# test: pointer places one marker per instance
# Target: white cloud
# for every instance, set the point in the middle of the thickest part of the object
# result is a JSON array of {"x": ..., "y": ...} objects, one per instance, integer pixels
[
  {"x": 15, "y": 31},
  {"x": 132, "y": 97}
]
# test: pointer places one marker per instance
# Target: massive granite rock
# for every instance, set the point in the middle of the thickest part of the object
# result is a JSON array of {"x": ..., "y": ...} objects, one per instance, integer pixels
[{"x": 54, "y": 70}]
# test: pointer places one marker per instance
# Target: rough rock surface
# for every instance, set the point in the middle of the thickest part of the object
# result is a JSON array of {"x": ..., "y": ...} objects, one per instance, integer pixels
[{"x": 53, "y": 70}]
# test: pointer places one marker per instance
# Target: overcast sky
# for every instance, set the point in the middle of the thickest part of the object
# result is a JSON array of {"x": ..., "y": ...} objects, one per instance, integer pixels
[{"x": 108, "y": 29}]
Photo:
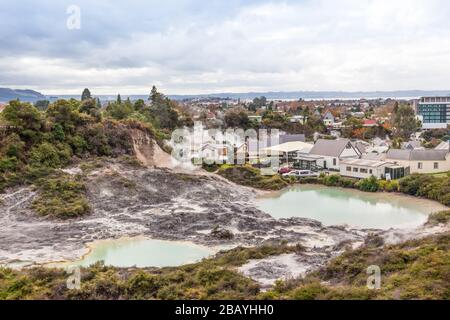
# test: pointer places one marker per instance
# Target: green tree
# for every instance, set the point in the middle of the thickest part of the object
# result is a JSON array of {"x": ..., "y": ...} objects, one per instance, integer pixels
[
  {"x": 404, "y": 122},
  {"x": 237, "y": 118},
  {"x": 66, "y": 113},
  {"x": 139, "y": 105},
  {"x": 155, "y": 96},
  {"x": 23, "y": 116},
  {"x": 42, "y": 105},
  {"x": 86, "y": 95},
  {"x": 12, "y": 146}
]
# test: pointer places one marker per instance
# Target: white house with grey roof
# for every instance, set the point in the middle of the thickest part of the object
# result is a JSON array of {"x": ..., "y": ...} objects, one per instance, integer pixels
[
  {"x": 328, "y": 153},
  {"x": 363, "y": 168},
  {"x": 421, "y": 161}
]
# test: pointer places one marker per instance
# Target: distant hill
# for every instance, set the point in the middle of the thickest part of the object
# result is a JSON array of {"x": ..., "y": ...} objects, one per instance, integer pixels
[
  {"x": 7, "y": 95},
  {"x": 295, "y": 95}
]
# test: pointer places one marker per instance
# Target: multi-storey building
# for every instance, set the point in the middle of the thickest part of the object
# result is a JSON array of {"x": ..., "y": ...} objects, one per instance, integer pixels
[{"x": 434, "y": 112}]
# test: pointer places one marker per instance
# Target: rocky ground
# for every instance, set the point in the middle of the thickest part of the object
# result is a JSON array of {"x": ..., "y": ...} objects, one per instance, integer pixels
[
  {"x": 164, "y": 204},
  {"x": 158, "y": 203}
]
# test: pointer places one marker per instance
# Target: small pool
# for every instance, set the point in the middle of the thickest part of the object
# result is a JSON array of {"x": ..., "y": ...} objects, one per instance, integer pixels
[
  {"x": 144, "y": 253},
  {"x": 337, "y": 206}
]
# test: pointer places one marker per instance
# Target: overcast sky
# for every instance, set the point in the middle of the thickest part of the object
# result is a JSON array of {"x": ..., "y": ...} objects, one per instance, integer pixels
[{"x": 188, "y": 46}]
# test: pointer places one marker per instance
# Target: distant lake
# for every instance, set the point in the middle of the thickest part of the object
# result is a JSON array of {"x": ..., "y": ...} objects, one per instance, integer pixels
[{"x": 336, "y": 206}]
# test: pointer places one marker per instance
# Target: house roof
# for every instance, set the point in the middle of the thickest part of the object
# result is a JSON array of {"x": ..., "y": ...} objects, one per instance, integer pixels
[
  {"x": 411, "y": 145},
  {"x": 331, "y": 148},
  {"x": 291, "y": 147},
  {"x": 292, "y": 137},
  {"x": 361, "y": 146},
  {"x": 369, "y": 122},
  {"x": 443, "y": 146},
  {"x": 417, "y": 155},
  {"x": 366, "y": 163}
]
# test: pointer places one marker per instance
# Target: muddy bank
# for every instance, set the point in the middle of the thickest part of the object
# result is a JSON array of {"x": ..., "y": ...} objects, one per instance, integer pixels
[{"x": 130, "y": 201}]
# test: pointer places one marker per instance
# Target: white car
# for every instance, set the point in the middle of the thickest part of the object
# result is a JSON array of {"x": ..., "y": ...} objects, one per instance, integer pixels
[{"x": 301, "y": 174}]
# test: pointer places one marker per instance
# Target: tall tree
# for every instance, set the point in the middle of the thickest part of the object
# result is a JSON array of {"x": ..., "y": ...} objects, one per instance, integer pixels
[
  {"x": 404, "y": 122},
  {"x": 86, "y": 95},
  {"x": 155, "y": 96}
]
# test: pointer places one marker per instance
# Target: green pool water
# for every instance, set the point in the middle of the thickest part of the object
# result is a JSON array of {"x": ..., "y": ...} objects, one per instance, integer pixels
[
  {"x": 336, "y": 206},
  {"x": 144, "y": 253}
]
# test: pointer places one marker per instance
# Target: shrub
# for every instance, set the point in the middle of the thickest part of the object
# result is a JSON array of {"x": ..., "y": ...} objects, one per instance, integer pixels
[
  {"x": 369, "y": 184},
  {"x": 439, "y": 217},
  {"x": 61, "y": 196},
  {"x": 249, "y": 176},
  {"x": 48, "y": 155}
]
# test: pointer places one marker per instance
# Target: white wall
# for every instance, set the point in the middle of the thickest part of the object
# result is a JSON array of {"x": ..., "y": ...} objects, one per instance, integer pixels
[
  {"x": 378, "y": 172},
  {"x": 427, "y": 166}
]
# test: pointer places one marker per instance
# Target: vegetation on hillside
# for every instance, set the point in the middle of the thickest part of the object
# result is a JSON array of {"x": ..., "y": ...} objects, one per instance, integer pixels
[
  {"x": 214, "y": 278},
  {"x": 251, "y": 177},
  {"x": 34, "y": 142},
  {"x": 419, "y": 185},
  {"x": 417, "y": 269},
  {"x": 61, "y": 196}
]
※
▶ Task brief
Nothing in the entries should change as you copy them, except that the pictures are left out.

▶ Solution to this task
# test: pointer places one marker per instance
# Target: white cloud
# for every instance, set the point in the middle of the thickest part of the object
# result is a JSON array of {"x": ..., "y": ...} objects, one per instance, integer pixels
[
  {"x": 15, "y": 31},
  {"x": 132, "y": 97}
]
# test: pointer places one marker per instance
# Target: massive granite rock
# for every instance, set the point in the middle of the thickest part of the object
# result is a JSON array of {"x": ..., "y": ...} objects, one per instance, integer pixels
[{"x": 54, "y": 70}]
# test: pointer places one marker per instance
# Target: rough rock surface
# for every instance, set the point in the middle of the thickest part of the object
# result is a JSON array of {"x": ..., "y": ...} objects, one per instance, integer pixels
[{"x": 53, "y": 70}]
# test: pointer places one marker per instance
# Target: overcast sky
# for every instance, set the point in the middle of the thickest part of the object
# result is a JSON array of {"x": ..., "y": ...} objects, one per instance, integer pixels
[{"x": 108, "y": 29}]
Photo:
# test: pointer places one marker per instance
# Target: green tree
# for every instance, set the point in the middle of the thickest part of the object
# result is a JSON array of {"x": ..., "y": ...} objects, one per instance, integer pixels
[
  {"x": 404, "y": 122},
  {"x": 237, "y": 118},
  {"x": 66, "y": 113},
  {"x": 139, "y": 105},
  {"x": 155, "y": 96},
  {"x": 23, "y": 116},
  {"x": 42, "y": 105},
  {"x": 86, "y": 95},
  {"x": 12, "y": 146}
]
# test: pointer places one marker per instance
# Target: white house with grey roof
# for every instance, set the point in the middle of the thickest part of the object
# result is a JSON array of {"x": ..., "y": ...} objects, one per instance, integer pixels
[
  {"x": 328, "y": 153},
  {"x": 363, "y": 168},
  {"x": 421, "y": 161}
]
# test: pointer places one marker per instance
# Target: distant hill
# for every instance, set the point in the middle of the thickest part of the object
# result is a JSON array of {"x": ..., "y": ...} objects, one per instance, integer pixels
[
  {"x": 7, "y": 95},
  {"x": 295, "y": 95}
]
# test: pointer places one marker per instance
# Target: multi-storey building
# for every instance, set the point in the middle of the thickest part of the object
# result is a JSON array of {"x": ..., "y": ...} objects, one per instance, integer pixels
[{"x": 434, "y": 112}]
# test: pointer places one marker per instance
# Target: rocky ground
# for every instance, set the point in the middle of the thickest part of the object
# result is a JSON array of {"x": ..., "y": ...} objects, one per instance, integer pixels
[
  {"x": 164, "y": 204},
  {"x": 158, "y": 203}
]
# test: pointer places one marker per instance
# Target: small pool
# for every instance, set the point in the middle of the thickest part of the object
# result is a JSON array of {"x": ..., "y": ...} objects, one per instance, integer pixels
[
  {"x": 144, "y": 253},
  {"x": 337, "y": 206}
]
# test: pointer places one marker per instance
# Target: overcast sky
# for every instance, set the point in the middle of the thickest part of the object
# result is a JSON array of {"x": ..., "y": ...} objects, one per instance, integer pixels
[{"x": 188, "y": 46}]
# test: pointer places one marker per instance
# Target: distant lake
# for every instance, set the point in the middle of the thickest part of the object
# result is a JSON array of {"x": ..., "y": ...} objects, one per instance, integer pixels
[{"x": 336, "y": 206}]
# test: pointer places one marker per instance
# Target: house roof
# for every instance, set the point in the middle of the thickest part of the object
# result is a JSON array of {"x": ..., "y": ...} objects, one per instance, integer pixels
[
  {"x": 411, "y": 145},
  {"x": 331, "y": 148},
  {"x": 291, "y": 147},
  {"x": 292, "y": 137},
  {"x": 361, "y": 146},
  {"x": 369, "y": 122},
  {"x": 443, "y": 146},
  {"x": 417, "y": 155},
  {"x": 366, "y": 163}
]
# test: pointer places one marker per instance
# Target: muddy bank
# for every instance, set the point in the middle of the thickest part of the object
# result is a JSON array of {"x": ..., "y": ...} objects, one per instance, integer pixels
[{"x": 130, "y": 201}]
# test: pointer places one marker per instance
# Target: white car
# for every instance, set the point in the middle of the thickest part of the object
# result is a JSON array of {"x": ..., "y": ...} objects, one per instance, integer pixels
[{"x": 301, "y": 174}]
# test: pointer places one marker per instance
# Target: tall tree
# for every instance, set the point in the middle of the thickest part of the object
# result is a JSON array of {"x": ..., "y": ...} objects, one per instance, integer pixels
[
  {"x": 404, "y": 122},
  {"x": 86, "y": 95},
  {"x": 155, "y": 96}
]
# test: pointer places one marker per instance
# Target: green pool water
# for every instance, set the point in the middle of the thickest part of the object
# result is a JSON array of {"x": ..., "y": ...} objects, one per instance, integer pixels
[
  {"x": 336, "y": 206},
  {"x": 144, "y": 253}
]
# test: pointer places one marker per instance
# Target: shrub
# for every instance, set the point in the middle of the thickest part of the object
# result is a JSON array of {"x": ..., "y": ...} objects, one per instance, integer pixels
[
  {"x": 369, "y": 184},
  {"x": 439, "y": 217},
  {"x": 61, "y": 196},
  {"x": 249, "y": 176},
  {"x": 48, "y": 155}
]
# test: pointer places one marker per instance
# Target: white wall
# for every instance, set the point in the middle of the thickest part of the object
# result is a JSON array of {"x": ..., "y": ...} objects, one per instance, integer pixels
[
  {"x": 378, "y": 172},
  {"x": 427, "y": 166}
]
# test: pointer places one marker per instance
# Target: vegetation on hillside
# for every instance, set the point in the middle of the thickest part of the object
# result is a JSON array of {"x": ..., "y": ...} objects, one per instance, integer pixels
[
  {"x": 214, "y": 278},
  {"x": 251, "y": 177},
  {"x": 34, "y": 142},
  {"x": 419, "y": 185},
  {"x": 417, "y": 269},
  {"x": 61, "y": 196}
]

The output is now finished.